START Data shown

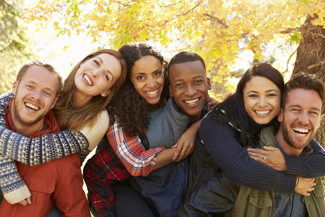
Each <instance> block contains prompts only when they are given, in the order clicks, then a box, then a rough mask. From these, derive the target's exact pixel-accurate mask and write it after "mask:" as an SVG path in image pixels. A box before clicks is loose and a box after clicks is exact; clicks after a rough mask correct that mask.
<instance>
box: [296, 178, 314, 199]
mask: <svg viewBox="0 0 325 217" xmlns="http://www.w3.org/2000/svg"><path fill="white" fill-rule="evenodd" d="M296 185H297V186H296V188H295V192H296V193H298V194H300V195H303V196H310V192H312V191H313V190H315V185H316V183H315V178H304V177H301V176H297V181H296Z"/></svg>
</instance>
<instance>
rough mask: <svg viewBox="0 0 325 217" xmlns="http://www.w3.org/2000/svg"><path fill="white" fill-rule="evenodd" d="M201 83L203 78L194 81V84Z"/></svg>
mask: <svg viewBox="0 0 325 217" xmlns="http://www.w3.org/2000/svg"><path fill="white" fill-rule="evenodd" d="M202 83H203V80H196V81H194V84H202Z"/></svg>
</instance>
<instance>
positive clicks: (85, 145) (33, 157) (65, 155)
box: [0, 94, 109, 166]
mask: <svg viewBox="0 0 325 217" xmlns="http://www.w3.org/2000/svg"><path fill="white" fill-rule="evenodd" d="M7 95H8V94H7ZM8 96H11V95H8ZM4 99H6V100H4ZM8 99H9V100H10V97H6V98H4V97H3V95H1V97H0V153H1V154H3V155H4V156H6V157H8V158H11V159H14V160H16V161H19V162H22V163H24V164H28V165H30V166H33V165H38V164H42V163H46V162H49V161H52V160H55V159H58V158H62V157H64V156H67V155H71V154H74V153H80V154H81V155H85V154H88V152H86V153H84V152H85V150H87V149H88V147H89V149H91V150H92V149H93V148H94V147H96V146H97V144H98V143H99V141H100V140H101V139H102V137H103V136H104V135H105V133H106V131H107V128H108V125H109V118H108V113H107V111H106V110H104V111H102V112H101V113H100V114H98V116H97V121H96V123H95V124H94V126H92V127H89V126H86V127H84V128H83V129H81V131H80V132H76V131H71V130H69V129H68V130H65V131H62V132H58V133H54V134H46V135H43V136H41V137H37V138H27V137H24V136H22V135H20V134H17V133H15V132H13V131H10V130H8V129H6V127H5V121H4V117H5V113H6V112H5V107H6V105H7V103H8V101H9V100H8ZM10 141H11V142H10ZM88 144H89V146H88ZM40 153H41V154H40ZM83 157H85V156H83Z"/></svg>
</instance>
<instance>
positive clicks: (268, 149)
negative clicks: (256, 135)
mask: <svg viewBox="0 0 325 217" xmlns="http://www.w3.org/2000/svg"><path fill="white" fill-rule="evenodd" d="M247 151H248V155H249V156H250V157H251V158H253V159H254V160H256V161H258V162H260V163H262V164H265V165H266V166H269V167H271V168H273V169H275V170H278V171H287V170H288V165H287V163H286V161H285V159H284V156H283V154H282V152H281V151H280V149H278V148H275V147H272V146H264V150H263V149H252V148H249V149H247Z"/></svg>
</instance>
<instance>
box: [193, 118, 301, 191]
mask: <svg viewBox="0 0 325 217" xmlns="http://www.w3.org/2000/svg"><path fill="white" fill-rule="evenodd" d="M199 135H200V138H201V140H202V141H203V143H204V145H205V146H206V148H207V150H208V151H209V153H210V155H211V156H212V158H213V159H214V161H215V162H216V163H217V164H218V165H219V166H220V167H221V168H222V170H223V171H224V172H226V173H227V174H228V176H229V177H230V179H232V180H233V181H234V182H235V183H236V184H238V185H242V186H246V187H250V188H254V189H257V190H278V191H283V192H294V189H295V183H296V176H293V175H287V174H285V173H284V172H279V171H276V170H274V169H272V168H270V167H268V166H266V165H263V164H261V163H259V162H257V161H255V160H254V159H252V158H250V157H249V155H248V153H247V150H246V148H243V147H242V146H241V145H240V144H239V142H238V140H237V137H236V133H235V130H234V128H232V127H231V126H230V125H225V124H222V123H220V122H219V121H216V120H213V119H212V118H211V116H208V117H206V118H204V120H203V121H202V123H201V126H200V129H199Z"/></svg>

END Data shown

_Exercise prompt:_ Every line above is to be reproduced verbatim, and the pictures are to be omitted.

_Task output:_
Each <instance> block contains prompts only when they are given, in the order clicks, then a box, then a rough mask. From these, derive the target's exact pixel-accurate mask and write it after "mask:" as an SVG path in image pixels. A box before clicks is loose and a box after clicks is exact; clicks after a rough mask correct that mask.
<instance>
box: [296, 178, 314, 199]
mask: <svg viewBox="0 0 325 217" xmlns="http://www.w3.org/2000/svg"><path fill="white" fill-rule="evenodd" d="M296 185H297V186H296V188H295V192H296V193H298V194H300V195H303V196H310V192H312V191H313V190H315V185H316V183H315V178H304V177H301V176H297V181H296Z"/></svg>
</instance>
<instance>
rough mask: <svg viewBox="0 0 325 217" xmlns="http://www.w3.org/2000/svg"><path fill="white" fill-rule="evenodd" d="M201 83L203 78L194 81V84Z"/></svg>
mask: <svg viewBox="0 0 325 217" xmlns="http://www.w3.org/2000/svg"><path fill="white" fill-rule="evenodd" d="M202 83H203V80H196V81H194V84H202Z"/></svg>
</instance>
<instance>
positive clicks: (85, 145) (33, 157) (65, 155)
box: [0, 94, 109, 166]
mask: <svg viewBox="0 0 325 217" xmlns="http://www.w3.org/2000/svg"><path fill="white" fill-rule="evenodd" d="M7 95H8V94H7ZM8 96H11V95H8ZM4 99H6V100H4ZM8 99H9V100H10V97H6V98H4V97H3V95H1V97H0V153H1V154H3V155H4V156H6V157H8V158H11V159H14V160H16V161H19V162H22V163H24V164H28V165H30V166H33V165H38V164H42V163H46V162H49V161H52V160H55V159H58V158H62V157H64V156H67V155H71V154H74V153H80V154H81V155H85V154H88V152H86V153H84V152H85V150H87V149H88V147H89V149H91V150H92V149H93V148H94V147H96V146H97V144H98V143H99V141H100V140H101V139H102V137H103V136H104V135H105V133H106V131H107V128H108V125H109V118H108V113H107V111H106V110H104V111H102V112H101V113H100V114H98V116H97V121H96V123H95V124H94V126H92V127H89V126H86V127H84V128H83V129H81V131H80V132H76V131H71V130H69V129H68V130H65V131H62V132H58V133H54V134H46V135H43V136H41V137H37V138H27V137H24V136H22V135H20V134H17V133H15V132H13V131H10V130H8V129H6V127H5V121H4V117H5V113H6V112H5V107H6V105H7V103H8V101H9V100H8ZM10 141H11V142H10ZM88 144H89V146H88ZM40 153H41V154H40ZM83 157H85V156H83Z"/></svg>
</instance>
<instance>
positive clicks: (268, 149)
negative clicks: (256, 135)
mask: <svg viewBox="0 0 325 217" xmlns="http://www.w3.org/2000/svg"><path fill="white" fill-rule="evenodd" d="M247 151H248V155H249V156H250V157H251V158H253V159H254V160H256V161H258V162H260V163H262V164H265V165H266V166H269V167H271V168H273V169H275V170H278V171H287V170H288V165H287V163H286V161H285V159H284V156H283V154H282V152H281V151H280V149H278V148H275V147H272V146H264V150H263V149H252V148H249V149H247Z"/></svg>
</instance>
<instance>
box: [193, 118, 301, 191]
mask: <svg viewBox="0 0 325 217" xmlns="http://www.w3.org/2000/svg"><path fill="white" fill-rule="evenodd" d="M199 135H200V138H201V140H202V141H203V143H204V145H205V146H206V148H207V150H208V151H209V153H210V155H211V156H212V158H213V159H214V161H215V162H216V163H217V164H218V165H219V166H220V167H221V168H222V170H223V171H224V172H226V173H227V174H228V176H229V177H230V179H232V180H233V181H234V182H235V183H236V184H238V185H242V186H246V187H250V188H254V189H257V190H278V191H283V192H294V189H295V183H296V176H293V175H287V174H285V173H284V172H279V171H276V170H274V169H272V168H270V167H268V166H266V165H263V164H261V163H259V162H257V161H255V160H254V159H252V158H250V157H249V155H248V153H247V150H246V148H243V147H242V146H241V145H240V144H239V142H238V140H237V137H236V133H235V130H234V128H232V127H231V126H230V125H225V124H222V123H220V122H219V121H216V120H213V119H212V118H211V116H208V117H206V118H204V120H203V121H202V123H201V126H200V129H199Z"/></svg>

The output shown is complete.